» WHAT TO WORK ON:
1. In the Dáil debate excerpt, could you reproduce the passage starting at "The Government is giving" and ending at "greatly increasing population.", word for word?
2. In the Dáil debate excerpt, what does Joe Higgins say the Health Service Executive claims about public hospital beds?

» SELECTED TEXT:
+ + + + +
Dáil debates

Tuesday, 25 April 2006

2:30 pm

Photo of Joe HigginsJoe Higgins (Dublin West, Socialist Party)

At the Irish Medical Organisation conference last weekend doctors committed to the public health service, as opposed to those who see health as a source of speculation or profit, raised strong questions on Government policy in facilitating private hospitals with generous tax breaks and other concessions. How does the Taoiseach answer the assertion from those who are deeply committed to public health care, backed by international and other sources, that they do not support the creeping privatisation of Irish health care that the Government is facilitating, either as the most effective use of resources or the best health care for patients?

The pernicious greed espoused by the Progressive Democrats as a recipe for Irish society, with the Taoiseach's blessing, involves a relentless, creeping privatisation in the health service. Witness the so-called Comfort Keepers franchise being brought in from America for old people. We used to think Colonel Sanders was responsible only for Kentucky Fried Chicken, but our old people are now to be put at the mercy of those people.

The Government is giving hundreds of millions of euro in tax breaks to profit-seeking speculators to build for-profit hospitals. How does the Taoiseach reconcile the fact that while the Health Service Executive says no more public hospital beds are needed, the Government is facilitating the creation of hundreds, if not thousands, of private beds? Is there not a contradiction there? Independent Deputies have frequently told me of their desperation in finding public beds for very ill constituents, and this brings home to us strongly that the thousands of beds cut by the Government's predecessors in the 1980s particularly need to be restored, especially in light of a greatly increasing population.

How does the Taoiseach answer those assertions and how does he justify those valuable tax breaks for private profit seekers to cherry-pick areas of the health service in which they want to invest with no plan or overall consideration for people, particularly those who are vulnerable and not wealthy, and the needs of the population generally? Does the Government not need to put in the necessary resources to provide the beds, long-stay care and step-down facilities, rather than facilitate private speculators in health care?
+ + + + +
» RECORD EXTRACTS:
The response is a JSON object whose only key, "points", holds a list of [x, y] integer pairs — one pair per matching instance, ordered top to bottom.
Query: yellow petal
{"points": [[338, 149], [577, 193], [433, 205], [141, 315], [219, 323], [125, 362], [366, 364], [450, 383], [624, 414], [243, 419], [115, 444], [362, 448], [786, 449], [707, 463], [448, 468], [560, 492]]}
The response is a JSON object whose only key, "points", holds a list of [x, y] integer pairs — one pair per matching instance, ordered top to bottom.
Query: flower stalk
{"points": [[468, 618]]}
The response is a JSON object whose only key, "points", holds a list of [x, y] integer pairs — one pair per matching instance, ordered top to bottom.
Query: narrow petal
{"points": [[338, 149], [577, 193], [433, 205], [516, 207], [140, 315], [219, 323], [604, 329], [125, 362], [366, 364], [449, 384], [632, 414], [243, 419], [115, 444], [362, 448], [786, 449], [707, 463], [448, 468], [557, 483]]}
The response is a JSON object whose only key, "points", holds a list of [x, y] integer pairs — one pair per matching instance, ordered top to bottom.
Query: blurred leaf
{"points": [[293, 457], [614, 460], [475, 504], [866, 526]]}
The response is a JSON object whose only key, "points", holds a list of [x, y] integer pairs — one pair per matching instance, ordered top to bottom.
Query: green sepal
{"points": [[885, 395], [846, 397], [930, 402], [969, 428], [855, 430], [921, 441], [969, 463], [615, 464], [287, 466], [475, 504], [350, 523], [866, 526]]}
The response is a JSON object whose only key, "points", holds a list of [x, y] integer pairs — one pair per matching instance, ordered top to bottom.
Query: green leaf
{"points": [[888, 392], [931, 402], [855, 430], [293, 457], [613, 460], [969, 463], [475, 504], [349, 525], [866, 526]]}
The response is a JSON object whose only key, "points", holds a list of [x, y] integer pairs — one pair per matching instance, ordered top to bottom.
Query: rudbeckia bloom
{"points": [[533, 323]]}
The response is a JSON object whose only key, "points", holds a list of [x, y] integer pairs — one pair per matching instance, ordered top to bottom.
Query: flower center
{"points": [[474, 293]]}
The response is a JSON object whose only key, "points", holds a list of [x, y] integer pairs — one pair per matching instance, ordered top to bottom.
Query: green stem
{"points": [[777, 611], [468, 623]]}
+ + + + +
» EXPECTED RESPONSES:
1.
The Government is giving hundreds of millions of euro in tax breaks to profit-seeking speculators to build for-profit hospitals. How does the Taoiseach reconcile the fact that while the Health Service Executive says no more public hospital beds are needed, the Government is facilitating the creation of hundreds, if not thousands, of private beds? Is there not a contradiction there? Independent Deputies have frequently told me of their desperation in finding public beds for very ill constituents, and this brings home to us strongly that the thousands of beds cut by the Government's predecessors in the 1980s particularly need to be restored, especially in light of a greatly increasing population.

2. It says no more public hospital beds are needed.